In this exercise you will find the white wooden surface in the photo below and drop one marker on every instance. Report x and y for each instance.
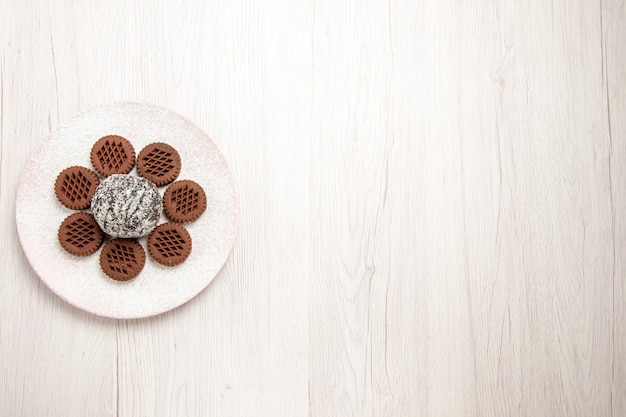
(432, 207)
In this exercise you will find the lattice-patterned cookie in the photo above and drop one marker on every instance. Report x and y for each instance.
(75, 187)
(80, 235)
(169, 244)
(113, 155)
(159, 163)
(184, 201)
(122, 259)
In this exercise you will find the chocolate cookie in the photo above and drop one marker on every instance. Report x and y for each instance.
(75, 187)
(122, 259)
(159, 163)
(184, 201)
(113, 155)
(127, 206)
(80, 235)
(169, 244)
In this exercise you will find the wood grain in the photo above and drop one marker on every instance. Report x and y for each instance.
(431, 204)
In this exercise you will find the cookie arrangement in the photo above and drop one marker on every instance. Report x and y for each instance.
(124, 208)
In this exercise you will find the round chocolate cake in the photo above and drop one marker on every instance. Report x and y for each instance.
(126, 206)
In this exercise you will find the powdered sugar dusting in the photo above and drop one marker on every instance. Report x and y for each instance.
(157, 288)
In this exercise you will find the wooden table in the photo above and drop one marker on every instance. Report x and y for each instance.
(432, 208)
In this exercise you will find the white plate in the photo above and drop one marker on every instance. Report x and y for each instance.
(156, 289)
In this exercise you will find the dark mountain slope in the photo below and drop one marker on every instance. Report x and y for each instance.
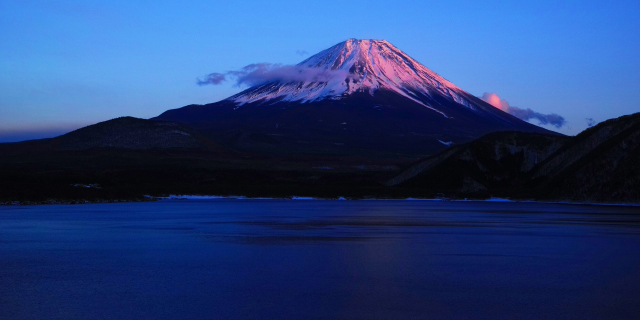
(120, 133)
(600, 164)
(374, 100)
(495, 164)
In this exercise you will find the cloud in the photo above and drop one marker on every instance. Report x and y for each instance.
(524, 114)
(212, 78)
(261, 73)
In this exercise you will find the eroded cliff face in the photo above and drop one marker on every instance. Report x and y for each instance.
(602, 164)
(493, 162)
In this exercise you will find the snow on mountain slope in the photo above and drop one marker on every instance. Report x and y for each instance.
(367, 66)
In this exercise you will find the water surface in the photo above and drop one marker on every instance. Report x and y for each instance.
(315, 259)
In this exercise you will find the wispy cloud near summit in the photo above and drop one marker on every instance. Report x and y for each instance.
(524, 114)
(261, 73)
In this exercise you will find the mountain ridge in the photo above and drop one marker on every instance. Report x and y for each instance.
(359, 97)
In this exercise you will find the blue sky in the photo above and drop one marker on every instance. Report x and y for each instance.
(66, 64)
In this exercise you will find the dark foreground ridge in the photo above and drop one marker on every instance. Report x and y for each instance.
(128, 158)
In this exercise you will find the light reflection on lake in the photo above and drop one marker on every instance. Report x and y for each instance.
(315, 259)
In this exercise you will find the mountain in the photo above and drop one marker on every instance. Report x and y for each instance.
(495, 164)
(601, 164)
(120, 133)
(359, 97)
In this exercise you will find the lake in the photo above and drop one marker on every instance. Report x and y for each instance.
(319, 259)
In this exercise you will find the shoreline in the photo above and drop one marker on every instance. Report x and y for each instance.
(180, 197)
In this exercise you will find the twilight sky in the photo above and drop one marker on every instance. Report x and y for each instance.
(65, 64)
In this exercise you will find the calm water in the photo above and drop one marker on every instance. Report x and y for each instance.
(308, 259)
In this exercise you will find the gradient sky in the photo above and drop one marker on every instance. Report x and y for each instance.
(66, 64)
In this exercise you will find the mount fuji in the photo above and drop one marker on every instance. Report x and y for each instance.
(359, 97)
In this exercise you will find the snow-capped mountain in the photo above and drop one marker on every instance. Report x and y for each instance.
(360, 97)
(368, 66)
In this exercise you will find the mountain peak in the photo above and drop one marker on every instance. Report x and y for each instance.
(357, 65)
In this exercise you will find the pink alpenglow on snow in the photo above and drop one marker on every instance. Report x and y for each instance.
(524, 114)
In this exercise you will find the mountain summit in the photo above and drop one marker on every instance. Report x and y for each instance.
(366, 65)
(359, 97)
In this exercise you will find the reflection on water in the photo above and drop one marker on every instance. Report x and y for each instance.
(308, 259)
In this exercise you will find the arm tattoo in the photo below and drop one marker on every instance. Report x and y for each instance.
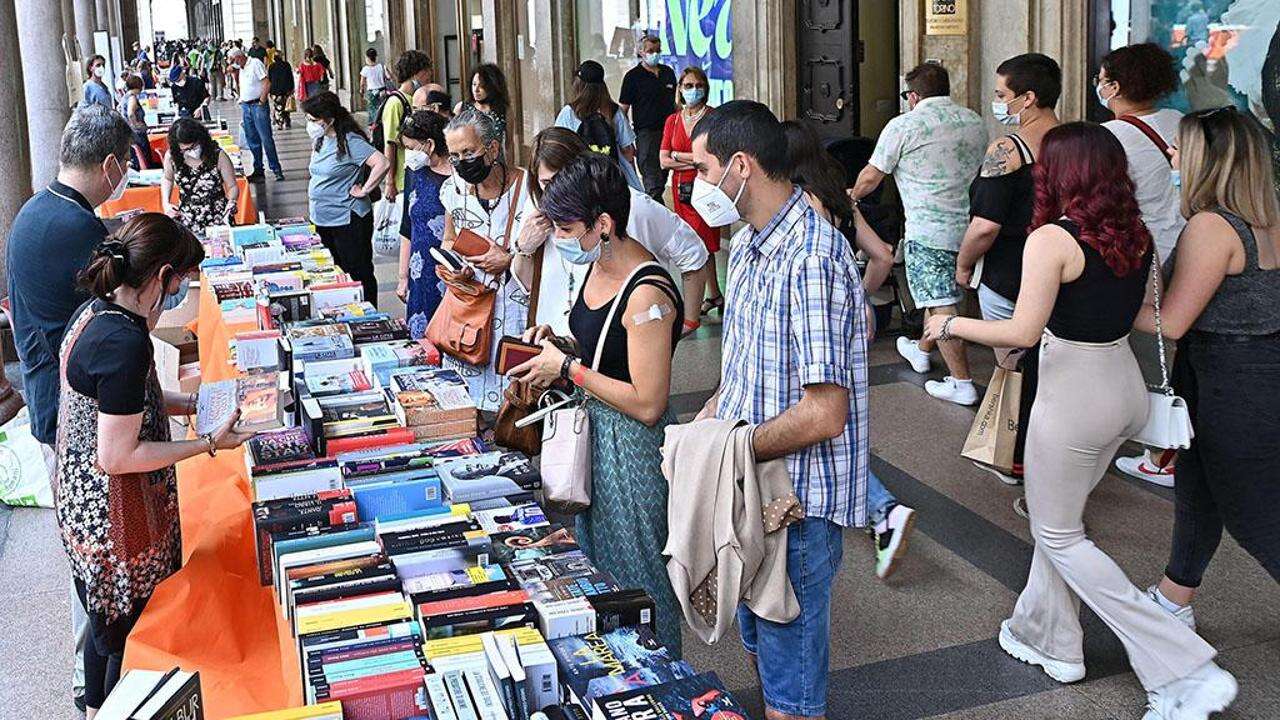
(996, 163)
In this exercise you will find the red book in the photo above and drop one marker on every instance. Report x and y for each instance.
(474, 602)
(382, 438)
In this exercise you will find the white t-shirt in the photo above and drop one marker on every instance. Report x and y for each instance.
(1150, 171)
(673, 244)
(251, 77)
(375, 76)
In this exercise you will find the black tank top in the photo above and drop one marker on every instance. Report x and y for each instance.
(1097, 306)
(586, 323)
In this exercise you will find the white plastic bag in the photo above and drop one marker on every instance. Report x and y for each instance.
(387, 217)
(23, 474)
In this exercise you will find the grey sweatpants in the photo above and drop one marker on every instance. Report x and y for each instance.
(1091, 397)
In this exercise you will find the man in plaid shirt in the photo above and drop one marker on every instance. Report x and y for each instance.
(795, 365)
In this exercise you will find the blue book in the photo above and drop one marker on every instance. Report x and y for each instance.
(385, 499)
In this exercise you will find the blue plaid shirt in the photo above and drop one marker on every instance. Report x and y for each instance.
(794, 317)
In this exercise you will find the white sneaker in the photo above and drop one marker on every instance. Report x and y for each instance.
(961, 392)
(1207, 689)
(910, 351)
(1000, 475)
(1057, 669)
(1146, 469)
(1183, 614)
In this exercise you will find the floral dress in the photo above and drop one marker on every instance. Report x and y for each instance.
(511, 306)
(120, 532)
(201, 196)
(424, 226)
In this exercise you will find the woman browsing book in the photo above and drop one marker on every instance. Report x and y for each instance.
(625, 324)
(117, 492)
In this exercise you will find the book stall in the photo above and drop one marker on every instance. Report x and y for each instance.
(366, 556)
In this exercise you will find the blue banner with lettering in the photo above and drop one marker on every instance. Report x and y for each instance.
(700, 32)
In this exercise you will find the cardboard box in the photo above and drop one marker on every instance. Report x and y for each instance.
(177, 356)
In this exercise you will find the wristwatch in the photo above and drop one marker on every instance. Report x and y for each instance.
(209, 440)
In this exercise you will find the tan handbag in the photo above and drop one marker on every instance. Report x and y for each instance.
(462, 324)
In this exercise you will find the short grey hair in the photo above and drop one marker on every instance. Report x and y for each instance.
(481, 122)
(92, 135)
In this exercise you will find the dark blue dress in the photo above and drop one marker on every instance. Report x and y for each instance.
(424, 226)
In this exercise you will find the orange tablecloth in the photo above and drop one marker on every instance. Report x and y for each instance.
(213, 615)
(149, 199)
§ §
Output only the lines running from the line with "In this exercise you will find the white sneaker" through the final line of the data, inclusive.

TASK RESULT –
In this exercise you will find the white sneaker in the photo above and drop one marker on every instance. Report x and y for each instance.
(961, 392)
(1207, 689)
(910, 351)
(1000, 475)
(1057, 669)
(1146, 469)
(1183, 614)
In this exercise you will find the floral dress in the photo above and drop one marker on every instance. Report x and y for each instance.
(511, 306)
(120, 532)
(201, 196)
(424, 226)
In this exercise you will find the woman browsing book in the photo above and drop one marker on every instance. Report x and y for each instance.
(625, 324)
(117, 492)
In this exercise you will find the book stall in the photo above and drop one marker on every instance. Report x and y for each instance.
(366, 556)
In this exercise you will find the blue banner with lettering in the photo above and drop one marker on every instance. Report x and y for each instance.
(700, 32)
In this exercise you will find the cardboard box in the photo above and drop one marker on every instance. Report x and y for each instance.
(177, 356)
In this exercise you will find the wristwatch in the photo above and drop one marker on every instance. Report x and y for each instance.
(209, 440)
In this exercise you will find the tan handbag in the photo above and drop one marker on every instance. Report x and y for each instance.
(462, 324)
In this exercise you will find the short grey hair in the photo above and drop one marker on every instance. Report x and y for each instance.
(481, 122)
(92, 135)
In this exercise you will find the dark blue dress in the photo above and drop one marker on every instance. Report x and y for each instance.
(424, 226)
In this exercise you will find the orange tablecloth in the photo above and drop one marker on every instance. Report x and y for each instance.
(213, 615)
(149, 199)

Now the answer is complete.